> TO DO
Swap "wooden rail" for "wooden beam" and write out again, otherwise unchanged, the records from the line with "Match-analytics pass: put one point on every instance of the old" up to and including the line with "point(319, 362)".
┌─ DATASET EXCERPTS
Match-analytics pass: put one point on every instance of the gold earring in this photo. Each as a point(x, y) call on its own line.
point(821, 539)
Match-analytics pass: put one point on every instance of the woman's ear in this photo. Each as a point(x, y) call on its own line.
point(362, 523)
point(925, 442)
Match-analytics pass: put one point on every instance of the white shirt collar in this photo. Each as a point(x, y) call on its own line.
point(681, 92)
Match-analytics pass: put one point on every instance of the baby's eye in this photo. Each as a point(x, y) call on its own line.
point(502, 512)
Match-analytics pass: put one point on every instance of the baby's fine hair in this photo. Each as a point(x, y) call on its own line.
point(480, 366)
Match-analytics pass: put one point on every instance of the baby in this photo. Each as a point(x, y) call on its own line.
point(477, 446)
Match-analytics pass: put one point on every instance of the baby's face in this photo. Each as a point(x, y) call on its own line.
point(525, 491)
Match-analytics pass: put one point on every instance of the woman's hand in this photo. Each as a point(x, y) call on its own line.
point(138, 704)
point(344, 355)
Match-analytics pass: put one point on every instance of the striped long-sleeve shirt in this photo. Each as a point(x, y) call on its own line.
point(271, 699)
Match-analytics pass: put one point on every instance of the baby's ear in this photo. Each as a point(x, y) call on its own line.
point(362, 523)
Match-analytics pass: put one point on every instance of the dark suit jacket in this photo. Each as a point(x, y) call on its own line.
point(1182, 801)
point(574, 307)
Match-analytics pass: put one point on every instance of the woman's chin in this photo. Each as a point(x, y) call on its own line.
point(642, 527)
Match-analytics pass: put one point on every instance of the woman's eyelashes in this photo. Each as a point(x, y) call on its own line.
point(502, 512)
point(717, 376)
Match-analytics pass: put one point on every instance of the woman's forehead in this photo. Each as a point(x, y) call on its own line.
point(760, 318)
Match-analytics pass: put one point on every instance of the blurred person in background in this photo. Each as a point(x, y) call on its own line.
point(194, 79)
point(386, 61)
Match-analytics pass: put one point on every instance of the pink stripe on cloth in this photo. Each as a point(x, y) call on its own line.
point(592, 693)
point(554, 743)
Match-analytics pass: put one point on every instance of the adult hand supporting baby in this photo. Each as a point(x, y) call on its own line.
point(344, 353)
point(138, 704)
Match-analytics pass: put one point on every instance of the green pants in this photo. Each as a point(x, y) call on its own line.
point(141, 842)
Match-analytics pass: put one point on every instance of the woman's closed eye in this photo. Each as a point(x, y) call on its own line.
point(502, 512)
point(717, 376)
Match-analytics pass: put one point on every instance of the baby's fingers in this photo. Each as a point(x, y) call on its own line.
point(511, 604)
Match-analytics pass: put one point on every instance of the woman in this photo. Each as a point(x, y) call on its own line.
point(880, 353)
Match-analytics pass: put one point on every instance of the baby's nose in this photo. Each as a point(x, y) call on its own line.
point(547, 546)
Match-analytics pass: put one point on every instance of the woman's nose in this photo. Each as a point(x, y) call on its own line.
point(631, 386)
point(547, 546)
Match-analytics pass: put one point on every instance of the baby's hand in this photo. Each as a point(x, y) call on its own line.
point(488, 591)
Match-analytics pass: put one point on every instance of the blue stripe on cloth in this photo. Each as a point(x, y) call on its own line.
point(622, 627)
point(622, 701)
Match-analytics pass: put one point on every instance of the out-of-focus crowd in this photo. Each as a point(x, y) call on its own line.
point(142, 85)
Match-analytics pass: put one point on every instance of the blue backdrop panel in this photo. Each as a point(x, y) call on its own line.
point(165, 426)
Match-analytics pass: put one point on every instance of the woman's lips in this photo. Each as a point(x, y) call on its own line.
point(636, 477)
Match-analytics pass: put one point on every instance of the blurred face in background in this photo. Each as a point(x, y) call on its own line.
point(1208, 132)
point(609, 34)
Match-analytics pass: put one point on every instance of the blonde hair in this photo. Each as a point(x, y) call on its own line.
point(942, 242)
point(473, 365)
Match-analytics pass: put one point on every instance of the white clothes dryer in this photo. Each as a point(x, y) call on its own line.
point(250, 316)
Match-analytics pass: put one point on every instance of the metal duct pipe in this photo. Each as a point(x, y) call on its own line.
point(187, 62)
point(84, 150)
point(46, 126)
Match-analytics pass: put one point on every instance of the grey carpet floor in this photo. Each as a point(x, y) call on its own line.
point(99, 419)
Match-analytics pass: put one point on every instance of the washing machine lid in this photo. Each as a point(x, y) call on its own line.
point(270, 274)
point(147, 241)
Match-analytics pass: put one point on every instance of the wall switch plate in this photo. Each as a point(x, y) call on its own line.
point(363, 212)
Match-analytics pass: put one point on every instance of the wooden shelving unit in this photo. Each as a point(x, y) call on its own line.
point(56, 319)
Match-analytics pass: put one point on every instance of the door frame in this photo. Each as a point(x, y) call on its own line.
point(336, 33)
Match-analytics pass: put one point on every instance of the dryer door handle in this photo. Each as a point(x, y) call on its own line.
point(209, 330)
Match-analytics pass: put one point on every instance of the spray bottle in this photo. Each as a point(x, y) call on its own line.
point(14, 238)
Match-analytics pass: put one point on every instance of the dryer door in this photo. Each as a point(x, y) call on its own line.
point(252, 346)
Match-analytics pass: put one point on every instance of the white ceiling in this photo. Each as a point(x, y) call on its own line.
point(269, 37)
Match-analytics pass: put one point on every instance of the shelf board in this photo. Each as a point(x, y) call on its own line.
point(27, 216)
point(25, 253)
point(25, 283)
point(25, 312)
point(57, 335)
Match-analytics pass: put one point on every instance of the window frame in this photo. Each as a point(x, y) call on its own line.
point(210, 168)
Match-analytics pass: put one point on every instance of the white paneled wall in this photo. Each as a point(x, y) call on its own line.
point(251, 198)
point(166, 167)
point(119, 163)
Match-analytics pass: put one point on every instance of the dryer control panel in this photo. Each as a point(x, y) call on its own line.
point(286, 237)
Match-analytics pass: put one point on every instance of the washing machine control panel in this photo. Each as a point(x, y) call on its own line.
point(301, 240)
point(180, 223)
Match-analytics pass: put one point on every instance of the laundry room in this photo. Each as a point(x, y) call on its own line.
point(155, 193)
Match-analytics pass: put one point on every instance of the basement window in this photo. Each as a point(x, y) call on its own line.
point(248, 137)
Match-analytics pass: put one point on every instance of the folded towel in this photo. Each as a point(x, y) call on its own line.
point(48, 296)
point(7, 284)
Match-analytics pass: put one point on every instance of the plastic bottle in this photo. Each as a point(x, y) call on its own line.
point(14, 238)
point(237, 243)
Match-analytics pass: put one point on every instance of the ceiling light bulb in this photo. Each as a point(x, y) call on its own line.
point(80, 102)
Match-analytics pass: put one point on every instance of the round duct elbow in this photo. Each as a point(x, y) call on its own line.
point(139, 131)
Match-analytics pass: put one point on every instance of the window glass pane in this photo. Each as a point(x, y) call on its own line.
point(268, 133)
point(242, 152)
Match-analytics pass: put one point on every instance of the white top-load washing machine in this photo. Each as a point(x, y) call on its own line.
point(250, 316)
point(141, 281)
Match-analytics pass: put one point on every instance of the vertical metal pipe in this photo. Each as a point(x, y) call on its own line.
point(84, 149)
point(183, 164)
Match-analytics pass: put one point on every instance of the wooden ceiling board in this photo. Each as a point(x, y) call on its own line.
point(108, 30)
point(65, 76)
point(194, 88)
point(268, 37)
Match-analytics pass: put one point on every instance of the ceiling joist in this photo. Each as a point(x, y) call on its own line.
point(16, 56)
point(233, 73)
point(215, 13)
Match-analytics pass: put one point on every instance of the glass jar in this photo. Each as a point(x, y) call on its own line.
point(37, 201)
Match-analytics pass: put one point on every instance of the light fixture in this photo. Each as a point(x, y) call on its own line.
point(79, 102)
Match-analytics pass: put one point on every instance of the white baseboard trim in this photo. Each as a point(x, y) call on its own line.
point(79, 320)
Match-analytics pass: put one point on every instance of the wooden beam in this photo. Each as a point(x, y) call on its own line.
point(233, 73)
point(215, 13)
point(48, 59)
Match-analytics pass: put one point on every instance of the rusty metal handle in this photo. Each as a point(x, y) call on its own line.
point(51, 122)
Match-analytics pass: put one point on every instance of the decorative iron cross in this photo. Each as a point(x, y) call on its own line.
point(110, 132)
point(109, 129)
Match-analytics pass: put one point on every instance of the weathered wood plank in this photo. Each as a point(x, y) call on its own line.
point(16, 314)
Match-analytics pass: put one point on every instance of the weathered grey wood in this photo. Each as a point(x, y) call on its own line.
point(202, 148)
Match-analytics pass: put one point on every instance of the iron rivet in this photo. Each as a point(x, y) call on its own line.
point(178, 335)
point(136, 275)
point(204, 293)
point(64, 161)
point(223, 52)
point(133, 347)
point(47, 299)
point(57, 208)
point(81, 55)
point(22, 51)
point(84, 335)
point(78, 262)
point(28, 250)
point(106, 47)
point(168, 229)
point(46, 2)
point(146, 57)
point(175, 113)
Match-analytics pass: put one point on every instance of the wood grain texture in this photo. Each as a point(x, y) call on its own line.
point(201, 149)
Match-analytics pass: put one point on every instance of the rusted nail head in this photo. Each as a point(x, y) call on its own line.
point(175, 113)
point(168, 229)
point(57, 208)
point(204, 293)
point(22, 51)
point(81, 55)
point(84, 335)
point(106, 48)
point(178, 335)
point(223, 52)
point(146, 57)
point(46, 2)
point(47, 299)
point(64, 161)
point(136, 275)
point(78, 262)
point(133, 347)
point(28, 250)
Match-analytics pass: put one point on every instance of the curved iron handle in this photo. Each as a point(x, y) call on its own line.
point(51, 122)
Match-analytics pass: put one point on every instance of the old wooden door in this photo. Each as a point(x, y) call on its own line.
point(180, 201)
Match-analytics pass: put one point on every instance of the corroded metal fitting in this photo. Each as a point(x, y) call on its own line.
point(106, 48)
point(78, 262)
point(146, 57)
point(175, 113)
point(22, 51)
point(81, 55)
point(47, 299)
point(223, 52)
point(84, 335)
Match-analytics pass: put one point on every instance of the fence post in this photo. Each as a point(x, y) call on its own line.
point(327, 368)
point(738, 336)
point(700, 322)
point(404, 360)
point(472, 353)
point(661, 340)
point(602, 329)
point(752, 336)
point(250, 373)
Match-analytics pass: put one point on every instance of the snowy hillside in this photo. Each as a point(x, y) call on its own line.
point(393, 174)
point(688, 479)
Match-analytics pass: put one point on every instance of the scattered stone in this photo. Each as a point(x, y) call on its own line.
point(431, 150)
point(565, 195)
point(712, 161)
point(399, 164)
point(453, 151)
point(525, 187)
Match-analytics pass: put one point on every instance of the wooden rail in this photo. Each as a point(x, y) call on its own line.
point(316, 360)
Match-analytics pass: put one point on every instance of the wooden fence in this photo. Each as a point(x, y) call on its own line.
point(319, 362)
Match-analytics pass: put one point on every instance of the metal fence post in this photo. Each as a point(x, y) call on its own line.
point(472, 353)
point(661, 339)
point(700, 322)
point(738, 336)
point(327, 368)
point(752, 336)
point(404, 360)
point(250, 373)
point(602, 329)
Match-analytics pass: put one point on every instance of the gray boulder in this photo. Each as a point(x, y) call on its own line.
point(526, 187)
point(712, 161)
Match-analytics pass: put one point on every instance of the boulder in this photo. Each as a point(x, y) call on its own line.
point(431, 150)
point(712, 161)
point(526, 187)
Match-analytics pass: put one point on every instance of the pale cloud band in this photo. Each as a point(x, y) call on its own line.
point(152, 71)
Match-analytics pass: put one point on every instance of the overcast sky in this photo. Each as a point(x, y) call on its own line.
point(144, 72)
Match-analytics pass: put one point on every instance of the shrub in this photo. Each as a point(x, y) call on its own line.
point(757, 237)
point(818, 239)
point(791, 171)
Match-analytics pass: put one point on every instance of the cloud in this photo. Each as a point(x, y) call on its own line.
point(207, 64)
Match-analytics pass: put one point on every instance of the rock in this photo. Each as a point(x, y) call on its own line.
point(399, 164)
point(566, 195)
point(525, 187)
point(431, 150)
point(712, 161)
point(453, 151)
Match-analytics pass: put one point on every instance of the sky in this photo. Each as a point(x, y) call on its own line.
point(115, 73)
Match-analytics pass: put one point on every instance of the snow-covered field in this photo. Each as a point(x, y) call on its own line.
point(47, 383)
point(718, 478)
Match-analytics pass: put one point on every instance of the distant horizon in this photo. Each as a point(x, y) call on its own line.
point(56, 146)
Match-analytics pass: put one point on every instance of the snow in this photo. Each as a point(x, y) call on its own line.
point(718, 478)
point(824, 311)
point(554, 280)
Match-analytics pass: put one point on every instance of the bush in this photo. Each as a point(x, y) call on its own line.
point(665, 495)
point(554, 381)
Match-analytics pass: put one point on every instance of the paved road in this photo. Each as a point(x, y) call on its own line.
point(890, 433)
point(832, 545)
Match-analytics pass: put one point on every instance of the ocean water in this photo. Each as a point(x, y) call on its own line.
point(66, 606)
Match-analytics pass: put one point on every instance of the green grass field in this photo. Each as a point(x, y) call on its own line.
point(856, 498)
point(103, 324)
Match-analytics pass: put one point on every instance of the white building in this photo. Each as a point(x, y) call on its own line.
└─
> EXPECTED OUTPUT
Match-analytics pass: put one point on every instance of the old wooden door in this photo. Each as a point(x, y) call on its own line.
point(180, 201)
Match-analytics pass: put one point on every instance of the corroded metal fitting in this photo. Each as a point(x, y) call on its own line.
point(106, 48)
point(78, 262)
point(146, 57)
point(175, 113)
point(22, 51)
point(81, 55)
point(47, 299)
point(223, 52)
point(84, 335)
Match-analytics pass: put one point on every instance of the fence post in this photo. Each as a point(x, y) call on its own line.
point(327, 368)
point(738, 336)
point(700, 322)
point(404, 360)
point(472, 353)
point(661, 340)
point(602, 329)
point(752, 336)
point(250, 373)
Match-analytics pass: put one point on every instance of the snowy hillside in this photo. Each as a point(x, y) call on its own line.
point(393, 174)
point(688, 479)
Match-analytics pass: put one point on every instance of the scattered stone in this photo. Each as a point(x, y) call on its own line.
point(431, 150)
point(565, 195)
point(712, 161)
point(399, 164)
point(453, 151)
point(525, 187)
Match-analytics pass: put one point on every instance of the wooden beam in this photo. Each as a point(x, y) call on its own line.
point(316, 360)
Match-analytics pass: put one point on every instance of the wooden fence in this photo. Each as a point(x, y) call on its own line.
point(319, 362)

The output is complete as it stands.